Assignment: Each of the following records is to be output exactly.

Recorded data:

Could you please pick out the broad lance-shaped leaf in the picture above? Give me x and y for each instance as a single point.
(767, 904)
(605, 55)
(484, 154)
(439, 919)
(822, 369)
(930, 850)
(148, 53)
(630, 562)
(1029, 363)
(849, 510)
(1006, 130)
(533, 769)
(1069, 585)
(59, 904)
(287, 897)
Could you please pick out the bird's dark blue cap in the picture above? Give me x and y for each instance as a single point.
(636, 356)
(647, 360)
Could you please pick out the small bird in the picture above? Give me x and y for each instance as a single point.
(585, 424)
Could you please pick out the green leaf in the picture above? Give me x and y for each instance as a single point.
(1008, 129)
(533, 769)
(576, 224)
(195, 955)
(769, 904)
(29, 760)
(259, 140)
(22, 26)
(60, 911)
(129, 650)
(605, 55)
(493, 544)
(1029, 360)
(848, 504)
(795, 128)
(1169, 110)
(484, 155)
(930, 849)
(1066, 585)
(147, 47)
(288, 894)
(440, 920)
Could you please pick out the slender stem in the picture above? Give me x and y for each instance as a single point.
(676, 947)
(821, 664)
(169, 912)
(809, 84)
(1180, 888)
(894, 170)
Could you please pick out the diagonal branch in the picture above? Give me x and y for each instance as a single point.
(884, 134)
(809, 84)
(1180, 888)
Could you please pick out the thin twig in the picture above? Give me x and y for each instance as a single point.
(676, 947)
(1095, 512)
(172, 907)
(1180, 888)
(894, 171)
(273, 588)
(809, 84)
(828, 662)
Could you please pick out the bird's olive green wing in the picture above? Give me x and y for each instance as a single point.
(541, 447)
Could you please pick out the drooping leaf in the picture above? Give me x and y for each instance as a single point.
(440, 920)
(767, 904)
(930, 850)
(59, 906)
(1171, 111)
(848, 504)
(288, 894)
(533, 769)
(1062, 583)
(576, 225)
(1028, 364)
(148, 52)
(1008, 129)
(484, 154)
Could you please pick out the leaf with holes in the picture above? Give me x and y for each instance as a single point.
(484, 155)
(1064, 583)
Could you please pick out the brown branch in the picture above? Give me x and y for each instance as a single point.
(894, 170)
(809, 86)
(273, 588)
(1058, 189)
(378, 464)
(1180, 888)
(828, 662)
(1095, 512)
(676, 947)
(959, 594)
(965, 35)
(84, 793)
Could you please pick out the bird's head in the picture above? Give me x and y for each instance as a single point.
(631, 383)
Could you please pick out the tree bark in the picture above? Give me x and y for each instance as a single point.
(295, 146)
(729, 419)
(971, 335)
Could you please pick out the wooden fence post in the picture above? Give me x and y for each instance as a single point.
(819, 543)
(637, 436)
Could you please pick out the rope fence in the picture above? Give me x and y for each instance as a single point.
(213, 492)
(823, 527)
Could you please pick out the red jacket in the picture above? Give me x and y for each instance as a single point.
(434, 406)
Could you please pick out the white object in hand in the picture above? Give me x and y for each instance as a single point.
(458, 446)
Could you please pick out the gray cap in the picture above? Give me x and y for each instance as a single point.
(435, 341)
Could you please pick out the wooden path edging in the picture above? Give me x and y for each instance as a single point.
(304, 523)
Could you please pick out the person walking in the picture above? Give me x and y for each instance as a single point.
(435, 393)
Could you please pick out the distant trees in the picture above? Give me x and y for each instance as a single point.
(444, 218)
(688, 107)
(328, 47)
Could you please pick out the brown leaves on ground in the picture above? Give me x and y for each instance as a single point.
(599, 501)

Result of this exercise:
Could you please pick out the broad lance-shaped leaf in the picture above? Give me x and y for each instance as a single point.
(767, 904)
(605, 55)
(484, 154)
(439, 919)
(822, 369)
(930, 850)
(148, 53)
(630, 562)
(1029, 363)
(849, 510)
(1006, 130)
(533, 769)
(1069, 585)
(59, 904)
(287, 897)
Could you please pick out the bird's dark blue cap in the picture above? Give me x and y for each instance as a single point.
(636, 356)
(647, 360)
Could you please pick out the small bird in the picture above? Give me x and y for each instance as a single point.
(585, 424)
Could you please pick out the green leaf in the picture above? Give me x and y for each instance as a single point.
(1008, 129)
(533, 769)
(576, 224)
(195, 955)
(769, 904)
(29, 760)
(259, 140)
(22, 26)
(60, 911)
(129, 650)
(605, 55)
(493, 544)
(1029, 360)
(848, 504)
(795, 128)
(1169, 110)
(484, 155)
(930, 849)
(1066, 585)
(147, 47)
(288, 894)
(440, 920)
Could you please pick out the slender stem in the picture above? Give me x and y for each instance as a single point.
(676, 947)
(821, 664)
(169, 912)
(809, 84)
(1180, 888)
(894, 170)
Could you please pick out the diagonal branch in the picture above? Give me x and y for each instance as a single point.
(884, 134)
(809, 84)
(1180, 888)
Could you please pick out the thin twig in the picture above? Give me x and y for each instance as a single point.
(676, 947)
(1095, 512)
(172, 907)
(1180, 888)
(894, 171)
(273, 588)
(809, 84)
(828, 662)
Could you please pick out the bird's olive green wing in the picture above? Give me x and y for each instance as a single point.
(541, 447)
Could you please pick out the drooping leaf in the picture above? Give me x and y for each instance as a single point.
(440, 920)
(767, 904)
(930, 850)
(59, 906)
(1171, 111)
(848, 504)
(288, 894)
(533, 769)
(1062, 583)
(576, 225)
(1028, 364)
(148, 52)
(1008, 129)
(484, 154)
Could you please pick out the leaf with holes in the picture above? Give me x and y for each instance as a single point.
(484, 155)
(1064, 583)
Could you please pick out the brown branch in the picture above? Give me x and y for each instance as a single point.
(894, 170)
(809, 86)
(273, 588)
(1058, 189)
(378, 464)
(1180, 888)
(828, 662)
(1095, 512)
(676, 947)
(959, 594)
(965, 35)
(84, 793)
Could you please pick out the bird's head in the picture above? Give me x and y for each instance as a single point.
(631, 383)
Could you please pick out the tree bark in the picture above? Give me x and y for each instance as a single point.
(295, 146)
(729, 419)
(971, 335)
Could you please pick out the wooden fence post in the picture above? Give me x and y for each instance as a single point.
(819, 543)
(637, 436)
Could you please pick out the rope fence in the picture above? Give me x and y for each instance as a single point.
(213, 492)
(823, 527)
Could you please pick out the red jacket in the picture above? Give me x and y for each instance as a single point.
(434, 406)
Could you please pick out the white object in hand in the picture above? Give me x and y for each instance as a single point.
(458, 446)
Could you please pick out the gray cap in the picture above? Give me x and y for each instance as a single point.
(435, 341)
Could you please pick out the wooden path edging in the picture above? Give me x and y for each instance as a single point.
(304, 523)
Could you please pick out the person walking in the picture above? Give me x and y for each instance as a single point.
(435, 393)
Could you please pick out the distant trees in the picture above? Give me x and y for each instance as a single point.
(444, 218)
(688, 107)
(328, 47)
Could you please pick out the brown leaves on ground in the picture above? Give me x and y for each instance as a single point.
(599, 501)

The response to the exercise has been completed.